■ **READING PASSAGE**
-- Start --

What is the electric field?
What are electric field lines?
How to calculate the electric field from a point charge
How to calculate the electric field from a continuous charge distribution

Electric Field

A far more useful concept than electric force is the electric field E. We think of the electric field as a condition set up in all space by a charge or a distribution of charges. The electric field is defined via the test charge, which is usually taken to be positive. The field at a point is the force exerted on a small test charge per unit charge in the limit as that test charge goes to zero:

\mathbf{E} = \lim{q0 \to 0} \frac{\mathbf{F}}{q_0}

Thus, for a test charge $q0$, the force is $\mathbf{F} = q0 \mathbf{E}$ at the location of the test charge. The field viewpoint is often preferred because the field itself is a more fundamental quantity than the force acting on a particular test charge.

Maxwell’s equations describe the laws for electric and magnetic fields, and they underpin electromagnetism in general. The units of the electric field are commonly written as N/C, and later we will also use V/m.

Notes emphasize that the test charge is usually treated as positive, and that the field at a point is produced by the source charges rather than by the test charge itself. The field perspective is a central organizing concept in electromagnetism.

Scalar Field vs Vector Field

A scalar field assigns a single value to every point in space; an example is temperature, which is a scalar field.
A vector field assigns a vector to every point in space; the wind speed and direction constitute a vector field, and the electric field is also a vector field. In general, a scalar field is described by a function $\phi(\mathbf{r})$, while a vector field is described by $\mathbf{F}(\mathbf{r})$.

Electric Field Lines

Electric field lines (or field lines) are a visualization tool: lines are drawn tangent to the electric field at each point. There are infinitely many lines because the field is defined everywhere, but we draw a few to visualize the configuration of charges.

-- End --

■ **STATED TASK**
Reproduce the electric field text between "How to calculate the electric field from a point" and "particular test charge.", inclusive, word for word.

■ **DATASET CONTENT**
-- Start --

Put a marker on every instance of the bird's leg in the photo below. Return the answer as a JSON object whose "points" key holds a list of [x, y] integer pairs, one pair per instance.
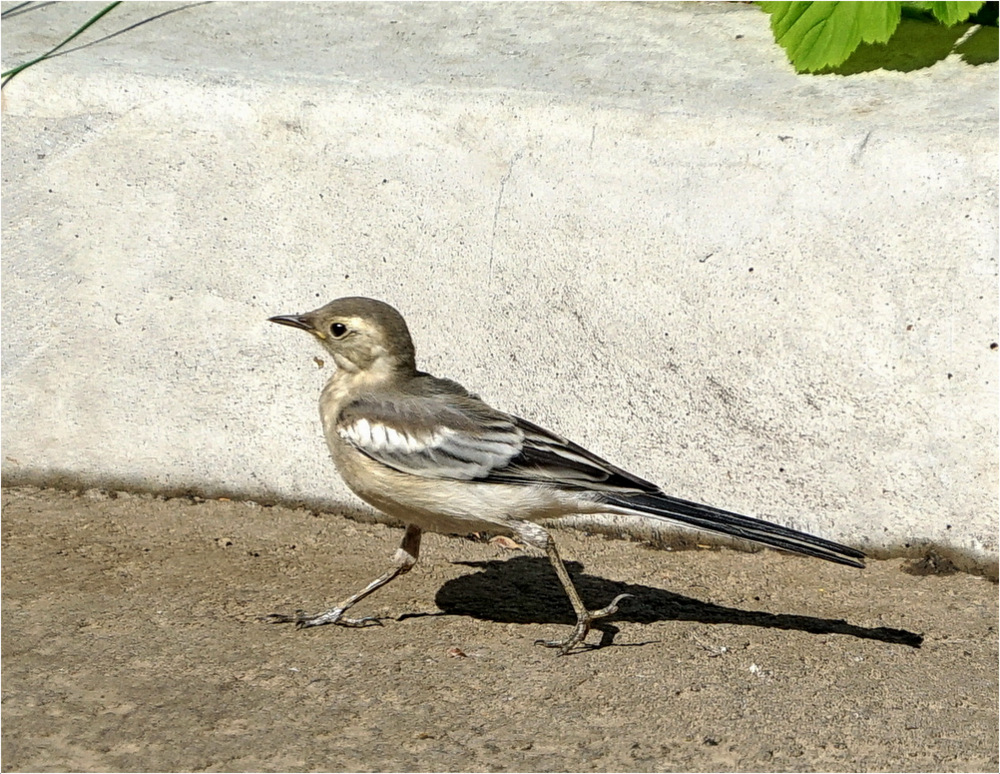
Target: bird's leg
{"points": [[402, 562], [535, 535]]}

-- End --

■ **FULL OUTPUT**
How to calculate the electric field from a point charge
How to calculate the electric field from a continuous charge distribution

Electric Field

A far more useful concept than electric force is the electric field E. We think of the electric field as a condition set up in all space by a charge or a distribution of charges. The electric field is defined via the test charge, which is usually taken to be positive. The field at a point is the force exerted on a small test charge per unit charge in the limit as that test charge goes to zero:

\mathbf{E} = \lim{q0 \to 0} \frac{\mathbf{F}}{q_0}

Thus, for a test charge $q0$, the force is $\mathbf{F} = q0 \mathbf{E}$ at the location of the test charge. The field viewpoint is often preferred because the field itself is a more fundamental quantity than the force acting on a particular test charge.